Informazioni fornite:
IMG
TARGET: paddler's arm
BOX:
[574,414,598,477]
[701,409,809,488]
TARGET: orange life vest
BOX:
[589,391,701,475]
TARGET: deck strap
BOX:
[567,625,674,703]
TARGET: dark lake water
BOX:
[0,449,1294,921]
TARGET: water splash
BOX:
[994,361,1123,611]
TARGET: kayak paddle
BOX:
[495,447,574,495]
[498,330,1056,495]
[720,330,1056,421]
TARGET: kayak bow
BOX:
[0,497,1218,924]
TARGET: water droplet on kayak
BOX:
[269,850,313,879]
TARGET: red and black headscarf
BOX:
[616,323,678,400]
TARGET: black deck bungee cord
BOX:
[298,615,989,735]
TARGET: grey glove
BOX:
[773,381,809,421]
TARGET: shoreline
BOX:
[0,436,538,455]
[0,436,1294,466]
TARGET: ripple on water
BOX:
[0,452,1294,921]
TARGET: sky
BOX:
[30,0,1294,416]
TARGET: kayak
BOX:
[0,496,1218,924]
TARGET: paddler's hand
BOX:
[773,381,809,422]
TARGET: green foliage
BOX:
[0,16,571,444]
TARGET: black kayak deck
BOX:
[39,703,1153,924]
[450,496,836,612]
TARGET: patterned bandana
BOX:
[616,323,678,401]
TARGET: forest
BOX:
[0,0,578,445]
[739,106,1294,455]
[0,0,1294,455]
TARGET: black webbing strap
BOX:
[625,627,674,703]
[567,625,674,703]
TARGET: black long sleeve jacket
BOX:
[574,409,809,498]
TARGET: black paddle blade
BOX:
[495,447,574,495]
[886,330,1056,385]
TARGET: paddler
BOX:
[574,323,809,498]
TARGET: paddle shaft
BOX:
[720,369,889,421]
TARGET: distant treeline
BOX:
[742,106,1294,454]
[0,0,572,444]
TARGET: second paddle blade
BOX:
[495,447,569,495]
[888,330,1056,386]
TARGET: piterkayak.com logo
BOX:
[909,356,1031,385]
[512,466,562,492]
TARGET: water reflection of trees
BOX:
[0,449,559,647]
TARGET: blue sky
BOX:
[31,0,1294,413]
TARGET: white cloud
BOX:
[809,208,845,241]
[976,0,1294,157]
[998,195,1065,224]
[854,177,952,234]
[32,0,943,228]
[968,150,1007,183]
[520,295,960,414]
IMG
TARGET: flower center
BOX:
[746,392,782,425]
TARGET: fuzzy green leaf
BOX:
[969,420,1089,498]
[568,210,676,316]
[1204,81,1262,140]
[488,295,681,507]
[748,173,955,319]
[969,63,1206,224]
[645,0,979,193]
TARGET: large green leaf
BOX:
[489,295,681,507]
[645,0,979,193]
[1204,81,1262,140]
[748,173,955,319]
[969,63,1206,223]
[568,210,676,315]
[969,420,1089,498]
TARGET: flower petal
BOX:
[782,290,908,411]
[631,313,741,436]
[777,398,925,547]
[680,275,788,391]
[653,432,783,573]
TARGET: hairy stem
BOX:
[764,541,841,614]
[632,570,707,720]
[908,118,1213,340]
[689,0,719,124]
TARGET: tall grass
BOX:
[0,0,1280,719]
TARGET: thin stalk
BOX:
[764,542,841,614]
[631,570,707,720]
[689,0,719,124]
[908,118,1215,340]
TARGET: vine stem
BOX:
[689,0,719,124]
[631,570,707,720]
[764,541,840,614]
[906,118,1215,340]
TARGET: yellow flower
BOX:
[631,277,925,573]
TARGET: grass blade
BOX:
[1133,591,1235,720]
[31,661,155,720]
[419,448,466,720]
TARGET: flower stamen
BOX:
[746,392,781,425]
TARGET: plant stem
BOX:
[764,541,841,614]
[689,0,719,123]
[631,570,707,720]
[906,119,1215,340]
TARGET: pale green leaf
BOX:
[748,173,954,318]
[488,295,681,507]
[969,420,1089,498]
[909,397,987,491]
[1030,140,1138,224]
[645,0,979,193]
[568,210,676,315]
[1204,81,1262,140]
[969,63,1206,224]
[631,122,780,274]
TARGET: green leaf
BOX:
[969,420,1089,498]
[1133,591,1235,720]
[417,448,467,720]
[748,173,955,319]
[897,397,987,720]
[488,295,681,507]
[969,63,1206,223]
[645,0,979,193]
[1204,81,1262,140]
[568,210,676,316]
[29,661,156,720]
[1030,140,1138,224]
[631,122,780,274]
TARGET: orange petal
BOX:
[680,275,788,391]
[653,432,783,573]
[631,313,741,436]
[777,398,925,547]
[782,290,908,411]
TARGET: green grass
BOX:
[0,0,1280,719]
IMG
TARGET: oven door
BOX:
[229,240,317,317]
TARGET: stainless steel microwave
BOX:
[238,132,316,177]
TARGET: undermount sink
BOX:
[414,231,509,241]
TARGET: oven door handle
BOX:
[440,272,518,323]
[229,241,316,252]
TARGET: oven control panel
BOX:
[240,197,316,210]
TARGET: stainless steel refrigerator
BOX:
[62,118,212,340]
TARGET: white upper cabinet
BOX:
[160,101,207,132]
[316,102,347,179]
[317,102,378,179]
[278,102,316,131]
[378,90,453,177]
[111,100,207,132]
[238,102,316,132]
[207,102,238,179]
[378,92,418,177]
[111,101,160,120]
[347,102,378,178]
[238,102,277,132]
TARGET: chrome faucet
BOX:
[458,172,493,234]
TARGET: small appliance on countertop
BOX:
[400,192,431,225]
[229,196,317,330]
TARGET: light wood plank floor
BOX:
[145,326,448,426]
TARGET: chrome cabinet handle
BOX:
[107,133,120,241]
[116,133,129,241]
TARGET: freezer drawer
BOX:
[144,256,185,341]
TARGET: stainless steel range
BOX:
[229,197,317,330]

Consegna del compito: Per favore, riscrivi tutto il materiale qui sopra come elenco JSON di stringhe, una per ciascuna riga, omettendo le righe vuote.

Il risultato:
[
  "IMG",
  "TARGET: paddler's arm",
  "BOX:",
  "[574,414,598,477]",
  "[701,409,809,488]",
  "TARGET: orange life vest",
  "BOX:",
  "[589,391,701,475]",
  "TARGET: deck strap",
  "BOX:",
  "[567,625,674,703]",
  "TARGET: dark lake water",
  "BOX:",
  "[0,449,1294,921]",
  "TARGET: water splash",
  "BOX:",
  "[994,361,1123,611]",
  "TARGET: kayak paddle",
  "BOX:",
  "[495,447,574,495]",
  "[498,330,1056,495]",
  "[720,330,1056,421]",
  "TARGET: kayak bow",
  "BOX:",
  "[0,497,1218,924]",
  "TARGET: water droplet on kayak",
  "BOX:",
  "[269,850,313,879]",
  "TARGET: red and black headscarf",
  "BOX:",
  "[616,323,678,400]",
  "TARGET: black deck bungee cord",
  "BOX:",
  "[298,615,989,735]",
  "TARGET: grey glove",
  "BOX:",
  "[773,381,809,421]",
  "TARGET: shoreline",
  "BOX:",
  "[0,436,538,455]",
  "[0,436,1294,466]",
  "TARGET: ripple on water",
  "BOX:",
  "[0,452,1294,921]",
  "TARGET: sky",
  "BOX:",
  "[30,0,1294,416]",
  "TARGET: kayak",
  "BOX:",
  "[0,496,1218,924]",
  "TARGET: paddler's hand",
  "BOX:",
  "[773,381,809,422]",
  "TARGET: green foliage",
  "BOX:",
  "[0,16,571,444]",
  "TARGET: black kayak deck",
  "BOX:",
  "[39,703,1153,924]",
  "[450,496,836,612]",
  "TARGET: patterned bandana",
  "BOX:",
  "[616,323,678,401]",
  "TARGET: forest",
  "BOX:",
  "[0,0,578,445]",
  "[739,106,1294,455]",
  "[0,0,1294,455]",
  "TARGET: black webbing strap",
  "BOX:",
  "[625,627,674,703]",
  "[567,625,674,703]",
  "TARGET: black long sleeve jacket",
  "BOX:",
  "[574,409,809,498]",
  "TARGET: black paddle blade",
  "BOX:",
  "[495,447,574,495]",
  "[886,330,1056,385]",
  "TARGET: paddler",
  "BOX:",
  "[574,323,809,498]",
  "TARGET: paddle shaft",
  "BOX:",
  "[720,369,889,421]",
  "TARGET: distant treeline",
  "BOX:",
  "[742,106,1294,454]",
  "[0,0,572,444]",
  "TARGET: second paddle blade",
  "BOX:",
  "[495,447,569,495]",
  "[888,330,1056,386]",
  "TARGET: piterkayak.com logo",
  "BOX:",
  "[909,356,1031,385]",
  "[512,466,562,492]",
  "TARGET: water reflection of trees",
  "BOX:",
  "[0,449,559,647]",
  "TARGET: blue sky",
  "BOX:",
  "[31,0,1294,413]",
  "TARGET: white cloud",
  "BOX:",
  "[809,208,845,241]",
  "[976,0,1294,157]",
  "[998,195,1065,224]",
  "[854,177,952,234]",
  "[32,0,943,228]",
  "[968,150,1007,183]",
  "[520,295,960,414]",
  "IMG",
  "TARGET: flower center",
  "BOX:",
  "[746,392,782,425]",
  "TARGET: fuzzy green leaf",
  "BOX:",
  "[969,420,1089,498]",
  "[568,210,676,316]",
  "[1204,81,1262,140]",
  "[488,295,681,507]",
  "[748,173,955,319]",
  "[969,63,1206,224]",
  "[645,0,979,193]",
  "TARGET: large green leaf",
  "BOX:",
  "[489,295,681,507]",
  "[645,0,979,193]",
  "[1204,81,1262,140]",
  "[748,173,955,319]",
  "[969,63,1206,223]",
  "[568,210,676,315]",
  "[969,420,1089,498]",
  "TARGET: flower petal",
  "BOX:",
  "[782,290,908,411]",
  "[631,313,741,436]",
  "[777,398,925,547]",
  "[680,275,788,391]",
  "[653,432,783,573]",
  "TARGET: hairy stem",
  "BOX:",
  "[764,541,841,614]",
  "[632,570,707,720]",
  "[908,118,1213,340]",
  "[689,0,719,124]",
  "TARGET: tall grass",
  "BOX:",
  "[0,0,1280,719]",
  "TARGET: thin stalk",
  "BOX:",
  "[764,542,841,614]",
  "[631,570,707,720]",
  "[689,0,719,124]",
  "[908,118,1215,340]",
  "TARGET: vine stem",
  "BOX:",
  "[689,0,719,124]",
  "[631,570,707,720]",
  "[764,541,840,614]",
  "[906,118,1215,340]",
  "TARGET: yellow flower",
  "BOX:",
  "[631,277,925,573]",
  "TARGET: grass blade",
  "BOX:",
  "[1133,591,1235,720]",
  "[31,661,155,720]",
  "[419,448,466,720]",
  "TARGET: flower stamen",
  "BOX:",
  "[746,392,781,425]",
  "TARGET: plant stem",
  "BOX:",
  "[764,541,841,614]",
  "[689,0,719,123]",
  "[631,570,707,720]",
  "[906,119,1215,340]",
  "TARGET: pale green leaf",
  "BOX:",
  "[748,173,954,318]",
  "[488,295,681,507]",
  "[969,420,1089,498]",
  "[909,397,987,491]",
  "[1030,140,1138,224]",
  "[645,0,979,193]",
  "[568,210,676,315]",
  "[1204,81,1262,140]",
  "[969,63,1206,224]",
  "[631,122,780,274]",
  "TARGET: green leaf",
  "BOX:",
  "[969,420,1089,498]",
  "[1133,591,1235,720]",
  "[417,448,467,720]",
  "[748,173,955,319]",
  "[897,397,987,720]",
  "[488,295,681,507]",
  "[969,63,1206,223]",
  "[645,0,979,193]",
  "[1204,81,1262,140]",
  "[568,210,676,316]",
  "[29,661,156,720]",
  "[1030,140,1138,224]",
  "[631,122,780,274]",
  "TARGET: orange petal",
  "BOX:",
  "[680,275,788,391]",
  "[653,432,783,573]",
  "[631,313,741,436]",
  "[777,398,925,547]",
  "[782,290,908,411]",
  "TARGET: green grass",
  "BOX:",
  "[0,0,1280,719]",
  "IMG",
  "TARGET: oven door",
  "BOX:",
  "[229,240,317,317]",
  "TARGET: stainless steel microwave",
  "BOX:",
  "[238,132,316,177]",
  "TARGET: undermount sink",
  "BOX:",
  "[414,231,509,241]",
  "TARGET: oven door handle",
  "BOX:",
  "[440,272,518,323]",
  "[229,241,316,252]",
  "TARGET: oven control panel",
  "BOX:",
  "[240,197,316,210]",
  "TARGET: stainless steel refrigerator",
  "BOX:",
  "[62,118,212,340]",
  "TARGET: white upper cabinet",
  "BOX:",
  "[160,101,207,132]",
  "[316,102,347,179]",
  "[317,102,378,179]",
  "[278,102,316,131]",
  "[378,90,453,177]",
  "[111,100,207,132]",
  "[238,102,316,132]",
  "[207,102,238,179]",
  "[378,92,418,177]",
  "[111,101,160,120]",
  "[347,102,378,178]",
  "[238,102,277,132]",
  "TARGET: chrome faucet",
  "BOX:",
  "[458,172,493,234]",
  "TARGET: small appliance on countertop",
  "BOX:",
  "[400,192,431,225]",
  "[229,196,317,330]",
  "TARGET: light wood plank floor",
  "BOX:",
  "[145,326,448,426]",
  "TARGET: chrome cabinet handle",
  "BOX:",
  "[107,133,120,241]",
  "[116,133,129,241]",
  "TARGET: freezer drawer",
  "BOX:",
  "[144,256,185,341]",
  "TARGET: stainless steel range",
  "BOX:",
  "[229,197,317,330]"
]